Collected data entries

--------------------------------------------------

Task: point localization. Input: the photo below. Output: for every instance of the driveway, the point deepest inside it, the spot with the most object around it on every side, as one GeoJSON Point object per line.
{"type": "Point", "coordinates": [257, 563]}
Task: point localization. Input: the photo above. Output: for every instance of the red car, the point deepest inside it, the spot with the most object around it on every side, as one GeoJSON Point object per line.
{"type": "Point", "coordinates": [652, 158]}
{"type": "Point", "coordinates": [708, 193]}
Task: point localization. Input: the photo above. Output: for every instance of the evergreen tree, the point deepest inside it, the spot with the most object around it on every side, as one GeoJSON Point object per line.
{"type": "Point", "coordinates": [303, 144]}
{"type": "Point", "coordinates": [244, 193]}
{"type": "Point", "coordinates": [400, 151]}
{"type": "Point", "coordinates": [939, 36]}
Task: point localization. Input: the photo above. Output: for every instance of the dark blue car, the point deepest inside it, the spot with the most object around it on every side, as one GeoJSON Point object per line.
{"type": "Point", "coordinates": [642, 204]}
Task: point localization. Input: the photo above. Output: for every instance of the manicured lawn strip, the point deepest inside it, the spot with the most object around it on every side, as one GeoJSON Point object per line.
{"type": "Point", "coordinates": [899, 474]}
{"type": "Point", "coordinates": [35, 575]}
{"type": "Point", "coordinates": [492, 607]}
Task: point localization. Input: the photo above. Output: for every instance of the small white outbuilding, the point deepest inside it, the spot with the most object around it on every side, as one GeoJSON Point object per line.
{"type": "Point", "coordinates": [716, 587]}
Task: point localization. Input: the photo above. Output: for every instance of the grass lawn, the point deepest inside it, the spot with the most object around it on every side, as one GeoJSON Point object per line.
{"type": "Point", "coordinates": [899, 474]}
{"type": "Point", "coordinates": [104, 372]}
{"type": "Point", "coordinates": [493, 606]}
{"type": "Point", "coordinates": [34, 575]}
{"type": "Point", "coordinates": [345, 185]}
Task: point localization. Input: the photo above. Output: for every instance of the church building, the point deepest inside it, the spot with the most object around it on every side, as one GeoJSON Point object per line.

--------------------------------------------------

The records above should be restated exactly, line for line.

Answer:
Task: point localization. Input: the photo below. Output: for every instance of the driveway, the point deepest inside it, the spot with the most object around it on every side, as one GeoJSON Point object per line.
{"type": "Point", "coordinates": [257, 563]}
Task: point localization. Input: the photo above. Output: for every instance of the red car, the point deepest inside it, the spot with the most object around it on every side, as one GeoJSON Point object per line.
{"type": "Point", "coordinates": [652, 158]}
{"type": "Point", "coordinates": [708, 193]}
Task: point localization. Input: the photo above. Output: for every instance of the evergreen tree, the point deepest inside it, the spot with the most object around it on every side, as one GeoJSON Point object per line.
{"type": "Point", "coordinates": [303, 144]}
{"type": "Point", "coordinates": [244, 193]}
{"type": "Point", "coordinates": [400, 151]}
{"type": "Point", "coordinates": [939, 36]}
Task: point localization. Input: the photo above. Output: for every instance of the dark blue car, the point deepest inside it, the spot with the most object around it on every side, as one GeoJSON Point object per line.
{"type": "Point", "coordinates": [642, 204]}
Task: point localization. Input: the photo above. Output: for every instance of the manicured lawn strip, the point deepest inside it, the spot with the most object around it on every side, as one GeoJSON Point object per line.
{"type": "Point", "coordinates": [899, 474]}
{"type": "Point", "coordinates": [35, 575]}
{"type": "Point", "coordinates": [492, 607]}
Task: point localization. Input: the photo above. Output: for every instance of the small white outbuilding, the point deepest inside it, the spot with the most object around it on every side, as one GeoJSON Point object per line.
{"type": "Point", "coordinates": [716, 587]}
Task: point localization. Input: the photo above. Output: for every instance of the grass lawn, the point deepest inside it, the spot with the most object around it on every side, as one GeoJSON Point object per line.
{"type": "Point", "coordinates": [899, 474]}
{"type": "Point", "coordinates": [104, 372]}
{"type": "Point", "coordinates": [493, 606]}
{"type": "Point", "coordinates": [34, 575]}
{"type": "Point", "coordinates": [345, 185]}
Task: point localization. Input: the photo above. Output: for every instance of the church building, the point deepest inside it, the spot with the most object around it on every side, as one GeoJSON Point object per line.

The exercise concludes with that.